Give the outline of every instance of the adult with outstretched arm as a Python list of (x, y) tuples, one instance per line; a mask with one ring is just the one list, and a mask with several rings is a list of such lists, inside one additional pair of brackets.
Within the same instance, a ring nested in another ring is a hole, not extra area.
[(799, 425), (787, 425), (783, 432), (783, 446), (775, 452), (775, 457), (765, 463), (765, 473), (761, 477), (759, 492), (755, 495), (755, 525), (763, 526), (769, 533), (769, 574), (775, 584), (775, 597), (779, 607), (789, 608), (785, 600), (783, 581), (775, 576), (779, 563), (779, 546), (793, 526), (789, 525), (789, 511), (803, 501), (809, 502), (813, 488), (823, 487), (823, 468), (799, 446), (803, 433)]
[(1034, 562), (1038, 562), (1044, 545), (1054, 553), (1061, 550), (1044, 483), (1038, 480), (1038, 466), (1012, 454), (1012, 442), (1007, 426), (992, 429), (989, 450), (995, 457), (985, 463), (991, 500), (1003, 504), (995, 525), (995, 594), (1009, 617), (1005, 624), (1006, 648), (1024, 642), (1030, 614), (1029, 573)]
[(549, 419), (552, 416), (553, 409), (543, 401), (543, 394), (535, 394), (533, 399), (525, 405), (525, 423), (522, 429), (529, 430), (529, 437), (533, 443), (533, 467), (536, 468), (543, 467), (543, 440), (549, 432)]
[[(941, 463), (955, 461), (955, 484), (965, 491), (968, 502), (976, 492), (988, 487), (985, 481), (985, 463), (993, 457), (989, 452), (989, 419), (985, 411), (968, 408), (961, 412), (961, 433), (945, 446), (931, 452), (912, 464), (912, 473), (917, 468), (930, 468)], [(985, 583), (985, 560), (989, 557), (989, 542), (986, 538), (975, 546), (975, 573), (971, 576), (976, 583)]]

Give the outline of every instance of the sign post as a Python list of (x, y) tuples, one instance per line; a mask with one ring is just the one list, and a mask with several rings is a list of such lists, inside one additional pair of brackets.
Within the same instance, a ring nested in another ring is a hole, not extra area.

----

** THE PROBLEM **
Find every line in the items above that contains the word "additional" and copy each of those lines.

** ANSWER TO THE PROBLEM **
Give the outline of every instance of the adult with outstretched arm as a Python list of (x, y) tuples, one instance per line; a mask with one ring is just the one list, and a mask with several rings is a list of such lists, inside one additional pair of brackets.
Give the outline of every instance of the sign post as a Python list of (x, y) tuples, one instance per line; a mask with one ring is just the one list, and a mask with several rings is a list of such lists, inside one additional pair of brackets.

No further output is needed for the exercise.